### ITEMS
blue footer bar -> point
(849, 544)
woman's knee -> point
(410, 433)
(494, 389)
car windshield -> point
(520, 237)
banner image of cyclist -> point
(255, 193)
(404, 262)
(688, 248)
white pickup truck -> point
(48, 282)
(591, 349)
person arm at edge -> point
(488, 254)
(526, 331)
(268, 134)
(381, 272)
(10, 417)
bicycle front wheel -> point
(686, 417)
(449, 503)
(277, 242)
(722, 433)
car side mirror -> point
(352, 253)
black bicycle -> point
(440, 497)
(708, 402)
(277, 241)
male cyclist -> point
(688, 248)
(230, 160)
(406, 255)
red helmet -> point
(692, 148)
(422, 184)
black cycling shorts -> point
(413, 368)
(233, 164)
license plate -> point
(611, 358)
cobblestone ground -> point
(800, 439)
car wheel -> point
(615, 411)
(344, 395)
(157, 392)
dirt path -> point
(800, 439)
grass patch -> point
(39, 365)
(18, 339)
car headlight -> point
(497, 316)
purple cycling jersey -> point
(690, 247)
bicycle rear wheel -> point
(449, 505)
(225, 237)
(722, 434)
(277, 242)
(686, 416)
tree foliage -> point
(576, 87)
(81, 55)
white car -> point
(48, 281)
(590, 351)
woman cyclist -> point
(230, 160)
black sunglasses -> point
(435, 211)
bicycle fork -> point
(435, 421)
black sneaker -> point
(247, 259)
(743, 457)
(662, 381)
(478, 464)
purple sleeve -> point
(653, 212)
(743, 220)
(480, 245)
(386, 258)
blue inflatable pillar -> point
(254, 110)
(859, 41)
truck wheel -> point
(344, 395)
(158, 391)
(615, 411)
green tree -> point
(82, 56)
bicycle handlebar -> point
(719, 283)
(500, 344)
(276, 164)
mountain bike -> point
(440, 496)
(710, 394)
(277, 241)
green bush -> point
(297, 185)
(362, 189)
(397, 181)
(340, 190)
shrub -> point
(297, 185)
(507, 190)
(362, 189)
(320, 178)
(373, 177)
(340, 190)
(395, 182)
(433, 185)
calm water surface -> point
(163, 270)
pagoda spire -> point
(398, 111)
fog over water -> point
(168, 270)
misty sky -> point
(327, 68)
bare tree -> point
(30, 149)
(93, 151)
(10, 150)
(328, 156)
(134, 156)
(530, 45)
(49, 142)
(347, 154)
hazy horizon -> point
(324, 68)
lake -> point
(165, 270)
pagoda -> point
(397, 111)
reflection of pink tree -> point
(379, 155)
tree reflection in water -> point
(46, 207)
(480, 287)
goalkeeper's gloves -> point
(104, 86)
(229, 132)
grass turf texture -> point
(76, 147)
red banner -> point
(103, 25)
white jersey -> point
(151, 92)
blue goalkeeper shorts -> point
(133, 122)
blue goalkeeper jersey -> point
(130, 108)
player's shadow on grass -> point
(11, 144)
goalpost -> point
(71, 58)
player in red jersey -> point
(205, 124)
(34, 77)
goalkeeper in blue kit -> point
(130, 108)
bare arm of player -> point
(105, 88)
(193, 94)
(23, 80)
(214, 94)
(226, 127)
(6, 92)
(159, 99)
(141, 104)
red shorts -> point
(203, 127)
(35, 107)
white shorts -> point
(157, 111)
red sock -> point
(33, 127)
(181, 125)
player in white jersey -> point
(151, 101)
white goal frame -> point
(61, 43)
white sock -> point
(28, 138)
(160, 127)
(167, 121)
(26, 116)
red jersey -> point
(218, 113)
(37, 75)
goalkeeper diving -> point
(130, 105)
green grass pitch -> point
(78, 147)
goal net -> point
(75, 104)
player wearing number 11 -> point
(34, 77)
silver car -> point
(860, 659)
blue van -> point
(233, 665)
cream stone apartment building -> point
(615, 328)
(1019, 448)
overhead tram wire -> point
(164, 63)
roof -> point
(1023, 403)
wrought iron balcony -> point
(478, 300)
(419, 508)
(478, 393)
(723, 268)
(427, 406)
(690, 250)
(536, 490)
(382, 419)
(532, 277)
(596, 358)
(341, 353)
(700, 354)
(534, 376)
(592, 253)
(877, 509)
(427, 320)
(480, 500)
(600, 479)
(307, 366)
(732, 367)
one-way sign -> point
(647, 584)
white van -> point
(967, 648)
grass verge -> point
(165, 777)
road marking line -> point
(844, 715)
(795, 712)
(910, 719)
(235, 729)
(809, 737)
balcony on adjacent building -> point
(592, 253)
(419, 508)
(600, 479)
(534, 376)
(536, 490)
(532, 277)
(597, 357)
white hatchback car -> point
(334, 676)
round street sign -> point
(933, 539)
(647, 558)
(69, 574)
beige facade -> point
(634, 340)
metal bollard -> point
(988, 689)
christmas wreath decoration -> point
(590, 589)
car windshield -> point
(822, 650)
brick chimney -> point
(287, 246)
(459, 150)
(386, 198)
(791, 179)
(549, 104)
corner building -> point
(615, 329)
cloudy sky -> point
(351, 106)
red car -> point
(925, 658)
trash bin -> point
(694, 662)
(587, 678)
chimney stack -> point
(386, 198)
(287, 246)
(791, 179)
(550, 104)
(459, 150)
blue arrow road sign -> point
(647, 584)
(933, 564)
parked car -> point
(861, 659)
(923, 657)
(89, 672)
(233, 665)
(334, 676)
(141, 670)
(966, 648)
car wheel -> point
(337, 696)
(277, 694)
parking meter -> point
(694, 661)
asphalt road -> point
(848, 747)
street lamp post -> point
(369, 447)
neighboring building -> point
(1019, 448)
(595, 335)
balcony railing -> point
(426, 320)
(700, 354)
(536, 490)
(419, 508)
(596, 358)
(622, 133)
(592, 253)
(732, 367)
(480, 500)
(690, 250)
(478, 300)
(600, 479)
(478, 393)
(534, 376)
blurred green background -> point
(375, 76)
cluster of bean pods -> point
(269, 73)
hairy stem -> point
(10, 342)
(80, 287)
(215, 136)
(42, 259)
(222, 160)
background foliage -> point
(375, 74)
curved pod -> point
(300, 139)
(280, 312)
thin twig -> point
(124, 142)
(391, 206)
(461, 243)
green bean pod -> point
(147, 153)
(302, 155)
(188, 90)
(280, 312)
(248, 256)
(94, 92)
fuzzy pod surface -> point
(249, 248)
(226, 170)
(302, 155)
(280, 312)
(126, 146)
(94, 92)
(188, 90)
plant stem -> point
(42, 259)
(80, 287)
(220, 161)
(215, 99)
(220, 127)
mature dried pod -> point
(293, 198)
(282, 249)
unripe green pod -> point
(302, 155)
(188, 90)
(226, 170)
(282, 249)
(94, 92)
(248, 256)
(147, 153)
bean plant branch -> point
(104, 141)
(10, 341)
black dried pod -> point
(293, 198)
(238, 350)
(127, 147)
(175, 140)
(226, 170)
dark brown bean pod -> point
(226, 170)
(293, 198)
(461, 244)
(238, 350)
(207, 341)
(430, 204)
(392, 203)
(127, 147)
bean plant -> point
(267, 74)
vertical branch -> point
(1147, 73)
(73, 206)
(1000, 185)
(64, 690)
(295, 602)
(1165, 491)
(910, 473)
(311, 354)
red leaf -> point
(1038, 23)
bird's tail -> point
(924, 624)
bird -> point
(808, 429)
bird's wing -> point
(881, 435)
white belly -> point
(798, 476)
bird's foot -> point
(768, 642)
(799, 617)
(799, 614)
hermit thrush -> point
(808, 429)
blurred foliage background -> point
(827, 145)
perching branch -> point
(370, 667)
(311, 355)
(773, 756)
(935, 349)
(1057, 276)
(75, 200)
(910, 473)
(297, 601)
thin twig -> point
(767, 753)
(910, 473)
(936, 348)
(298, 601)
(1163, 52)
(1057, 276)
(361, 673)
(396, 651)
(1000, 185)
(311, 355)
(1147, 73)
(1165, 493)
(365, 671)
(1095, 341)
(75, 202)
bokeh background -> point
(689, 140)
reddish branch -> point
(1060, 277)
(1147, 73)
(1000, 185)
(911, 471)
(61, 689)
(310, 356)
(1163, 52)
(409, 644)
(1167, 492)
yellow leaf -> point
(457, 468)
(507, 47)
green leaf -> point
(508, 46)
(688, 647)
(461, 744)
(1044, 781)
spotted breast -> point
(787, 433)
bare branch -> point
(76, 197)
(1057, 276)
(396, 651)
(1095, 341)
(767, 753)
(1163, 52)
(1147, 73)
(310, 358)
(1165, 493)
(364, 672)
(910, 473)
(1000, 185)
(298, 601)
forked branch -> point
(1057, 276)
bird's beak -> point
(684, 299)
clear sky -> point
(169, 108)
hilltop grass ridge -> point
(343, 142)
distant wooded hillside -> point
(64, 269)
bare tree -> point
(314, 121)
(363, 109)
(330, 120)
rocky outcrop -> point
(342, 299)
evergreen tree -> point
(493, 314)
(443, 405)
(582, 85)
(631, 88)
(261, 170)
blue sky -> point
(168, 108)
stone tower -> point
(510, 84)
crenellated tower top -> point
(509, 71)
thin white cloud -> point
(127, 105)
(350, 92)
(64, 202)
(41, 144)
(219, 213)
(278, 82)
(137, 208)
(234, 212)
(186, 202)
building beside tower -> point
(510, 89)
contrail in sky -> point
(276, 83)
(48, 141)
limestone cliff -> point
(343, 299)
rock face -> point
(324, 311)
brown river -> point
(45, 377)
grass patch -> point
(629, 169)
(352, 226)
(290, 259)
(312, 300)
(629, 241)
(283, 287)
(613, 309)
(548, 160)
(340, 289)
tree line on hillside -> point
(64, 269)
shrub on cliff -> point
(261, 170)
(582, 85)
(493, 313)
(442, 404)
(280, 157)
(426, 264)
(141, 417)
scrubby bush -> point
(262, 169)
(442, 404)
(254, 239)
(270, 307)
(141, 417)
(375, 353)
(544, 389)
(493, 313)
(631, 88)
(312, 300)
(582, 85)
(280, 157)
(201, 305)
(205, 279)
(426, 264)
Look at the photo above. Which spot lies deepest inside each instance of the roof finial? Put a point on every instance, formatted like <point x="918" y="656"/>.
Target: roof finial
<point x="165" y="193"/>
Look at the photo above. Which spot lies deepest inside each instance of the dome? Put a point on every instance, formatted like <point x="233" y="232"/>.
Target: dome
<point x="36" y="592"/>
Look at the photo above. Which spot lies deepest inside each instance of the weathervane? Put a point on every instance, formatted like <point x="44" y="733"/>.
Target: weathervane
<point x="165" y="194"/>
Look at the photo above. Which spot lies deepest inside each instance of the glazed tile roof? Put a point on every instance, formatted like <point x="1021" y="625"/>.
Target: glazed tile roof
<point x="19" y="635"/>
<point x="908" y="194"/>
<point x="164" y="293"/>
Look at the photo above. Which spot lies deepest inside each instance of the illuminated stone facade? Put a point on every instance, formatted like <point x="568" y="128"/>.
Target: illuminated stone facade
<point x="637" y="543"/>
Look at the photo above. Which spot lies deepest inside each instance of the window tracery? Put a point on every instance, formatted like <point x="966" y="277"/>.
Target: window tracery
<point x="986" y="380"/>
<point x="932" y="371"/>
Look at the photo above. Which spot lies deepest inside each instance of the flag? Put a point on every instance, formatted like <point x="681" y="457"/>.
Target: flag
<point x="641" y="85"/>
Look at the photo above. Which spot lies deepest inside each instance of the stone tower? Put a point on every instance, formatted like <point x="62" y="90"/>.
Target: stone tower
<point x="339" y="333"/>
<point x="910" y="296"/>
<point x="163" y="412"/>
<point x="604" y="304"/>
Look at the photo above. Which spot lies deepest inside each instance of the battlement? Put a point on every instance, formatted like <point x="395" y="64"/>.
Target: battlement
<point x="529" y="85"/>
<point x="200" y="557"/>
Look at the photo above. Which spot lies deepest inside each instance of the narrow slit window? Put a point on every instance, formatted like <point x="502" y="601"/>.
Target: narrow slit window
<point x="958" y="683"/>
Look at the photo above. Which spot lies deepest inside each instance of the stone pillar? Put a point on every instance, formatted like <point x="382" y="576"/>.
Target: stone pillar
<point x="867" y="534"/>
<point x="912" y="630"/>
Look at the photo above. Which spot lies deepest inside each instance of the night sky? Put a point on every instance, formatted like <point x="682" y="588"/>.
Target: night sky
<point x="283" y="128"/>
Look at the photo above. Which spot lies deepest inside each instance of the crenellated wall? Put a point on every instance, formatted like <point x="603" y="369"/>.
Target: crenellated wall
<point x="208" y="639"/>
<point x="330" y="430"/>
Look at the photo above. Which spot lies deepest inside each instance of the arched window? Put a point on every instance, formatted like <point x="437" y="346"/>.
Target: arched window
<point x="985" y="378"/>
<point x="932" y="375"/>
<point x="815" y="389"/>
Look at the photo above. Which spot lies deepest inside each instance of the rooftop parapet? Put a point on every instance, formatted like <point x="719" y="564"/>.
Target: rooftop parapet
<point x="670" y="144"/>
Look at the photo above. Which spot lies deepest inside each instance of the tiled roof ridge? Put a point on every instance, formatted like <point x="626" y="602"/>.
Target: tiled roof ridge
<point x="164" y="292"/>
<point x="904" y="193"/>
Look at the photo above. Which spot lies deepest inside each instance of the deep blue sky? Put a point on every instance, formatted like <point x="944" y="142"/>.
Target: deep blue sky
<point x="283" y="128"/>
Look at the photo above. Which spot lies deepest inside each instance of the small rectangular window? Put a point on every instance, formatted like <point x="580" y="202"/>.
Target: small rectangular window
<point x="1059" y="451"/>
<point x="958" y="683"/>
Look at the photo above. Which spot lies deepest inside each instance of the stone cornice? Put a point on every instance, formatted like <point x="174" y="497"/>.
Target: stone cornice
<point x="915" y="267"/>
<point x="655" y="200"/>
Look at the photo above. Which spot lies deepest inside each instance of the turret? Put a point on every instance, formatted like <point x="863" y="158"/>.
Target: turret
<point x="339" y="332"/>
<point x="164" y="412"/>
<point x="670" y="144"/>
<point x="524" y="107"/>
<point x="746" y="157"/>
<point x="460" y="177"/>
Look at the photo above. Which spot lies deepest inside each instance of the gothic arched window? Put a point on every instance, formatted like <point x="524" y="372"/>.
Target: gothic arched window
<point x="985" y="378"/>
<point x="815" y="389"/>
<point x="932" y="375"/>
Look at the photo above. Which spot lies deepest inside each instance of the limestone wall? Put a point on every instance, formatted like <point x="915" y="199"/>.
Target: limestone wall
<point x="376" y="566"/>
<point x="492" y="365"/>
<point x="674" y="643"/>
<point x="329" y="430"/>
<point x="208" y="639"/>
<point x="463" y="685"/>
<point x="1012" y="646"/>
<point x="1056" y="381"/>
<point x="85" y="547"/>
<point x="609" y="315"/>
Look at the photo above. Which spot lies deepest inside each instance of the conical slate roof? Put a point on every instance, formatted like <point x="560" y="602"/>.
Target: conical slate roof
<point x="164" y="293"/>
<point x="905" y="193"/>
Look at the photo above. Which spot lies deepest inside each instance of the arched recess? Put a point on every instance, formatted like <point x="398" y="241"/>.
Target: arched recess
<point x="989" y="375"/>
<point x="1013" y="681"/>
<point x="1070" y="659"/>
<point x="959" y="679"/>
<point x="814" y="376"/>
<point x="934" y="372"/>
######
EXERCISE DETAILS: Output exactly the lines between the one containing "the stone cornice?" and the final line above, both inclusive.

RESULT OF THIS TASK:
Look at the photo above. Which spot lies deepest inside each instance of the stone cornice? Put a point on every instance, formatted like <point x="174" y="497"/>.
Target: stone cornice
<point x="915" y="267"/>
<point x="655" y="200"/>
Look at the photo above. Which spot lies deepest inside each instance of the turret? Put a point on every instance, formatted like <point x="863" y="158"/>.
Target: turret
<point x="339" y="332"/>
<point x="164" y="412"/>
<point x="670" y="144"/>
<point x="524" y="107"/>
<point x="746" y="157"/>
<point x="460" y="177"/>
Look at the photo above. Which spot lies deepest inside each instance of the gothic arched window? Put a point on every instance, formatted like <point x="524" y="372"/>.
Target: gothic arched window
<point x="985" y="378"/>
<point x="815" y="389"/>
<point x="932" y="375"/>
Look at the photo above. Which spot lies deepest inside each instance of the limestone wall? Put a point on every instance, formatted like <point x="915" y="199"/>.
Target: limestone wall
<point x="376" y="566"/>
<point x="492" y="365"/>
<point x="674" y="643"/>
<point x="329" y="430"/>
<point x="208" y="639"/>
<point x="463" y="685"/>
<point x="1012" y="646"/>
<point x="1056" y="381"/>
<point x="85" y="547"/>
<point x="609" y="315"/>
Look at the photo above. Which spot lies deepest inside each instance of the conical slate roof? Put a point on every instance, formatted like <point x="560" y="602"/>.
Target: conical slate roof
<point x="164" y="293"/>
<point x="905" y="193"/>
Look at the photo above. Which spot lies deepest inside each instance of the arched recess? Put a point on every instance, formatted like <point x="398" y="241"/>.
Target: arched recess
<point x="989" y="375"/>
<point x="1013" y="681"/>
<point x="1070" y="659"/>
<point x="959" y="679"/>
<point x="814" y="376"/>
<point x="934" y="372"/>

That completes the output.